SOURCE EXCERPT:
Bernard Vise Lightman, FRSC (born April 30, 1950) is a Canadian historian, and professor of humanities and science and technology studies at York University, in Toronto, Ontario, Canada. He specializes in the relationship between Victorian science and unbelief, the role of women in science, and the popularization of science.

Lightman is known for his work as the editor of the journal Isis (2004 to present) as well as his role in the Tyndall project, an effort to make available the life and letters of the nineteenth-century scientist John Tyndall. Lightman has received several awards and honours. For example, on November 26, 2011, he was elected a Fellow of the Royal Society of Canada and on December 4, 2010, he was elected a Corresponding Member of the International Academy of the History of Science.

GIVEN MATERIAL:
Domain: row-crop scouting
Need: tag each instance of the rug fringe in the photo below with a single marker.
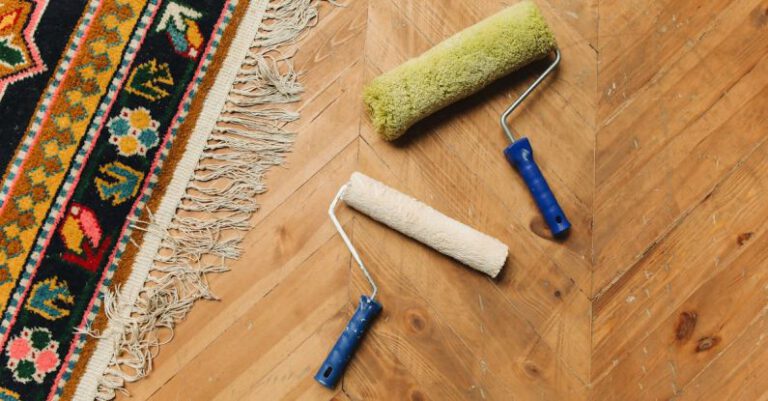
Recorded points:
(214, 213)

REQUIRED TASK 1: According to the Bernard Lightman profile, which journal has he edited since 2004?
REQUIRED TASK 2: Condense the paragraph of the Bernard Lightman profile beginning "Lightman is known for his work" into a bulleted list that keeps its main facts.
REQUIRED TASK 3: Translate this sentence from the Bernard Lightman profile into French: "He specializes in the relationship between Victorian science and unbelief, the role of women in science, and the popularization of science."
The data has no role in this work.

WORKED SOLUTION 1: Isis.

WORKED SOLUTION 2:
- Editor of the journal Isis since 2004
- Part of the Tyndall project, which makes the life and letters of nineteenth-century scientist John Tyndall available
- Elected a Corresponding Member of the International Academy of the History of Science on December 4, 2010
- Elected a Fellow of the Royal Society of Canada on November 26, 2011

WORKED SOLUTION 3: Il se spécialise dans la relation entre la science victorienne et l'incroyance, le rôle des femmes dans la science et la vulgarisation de la science.